• **EXERCISE AIM**
Return every line below that contains the string "like", matching case exactly.
-- begin PROVIDED DATA --
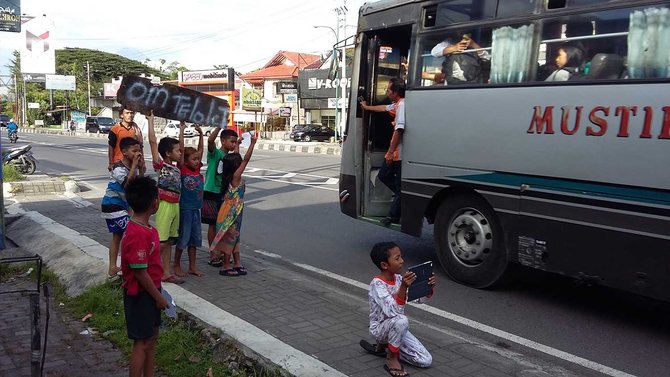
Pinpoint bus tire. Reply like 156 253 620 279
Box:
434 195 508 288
-- end PROVIDED DATA --
-- begin PROVIDED DATA --
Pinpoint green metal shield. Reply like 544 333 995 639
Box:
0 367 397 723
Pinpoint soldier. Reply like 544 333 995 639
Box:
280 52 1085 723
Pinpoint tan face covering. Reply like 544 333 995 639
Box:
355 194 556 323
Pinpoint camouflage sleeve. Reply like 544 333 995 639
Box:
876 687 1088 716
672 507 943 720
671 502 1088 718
-- end PROVIDED DATA --
• **COMPLETED EXERCISE**
Pinpoint bus tire. Reply like 156 253 620 279
Pinpoint green metal shield. Reply like 544 333 995 639
Pinpoint soldier. Reply like 544 333 995 639
Pinpoint tan face covering. Reply like 544 333 995 639
Pinpoint camouflage sleeve. Reply like 544 333 995 639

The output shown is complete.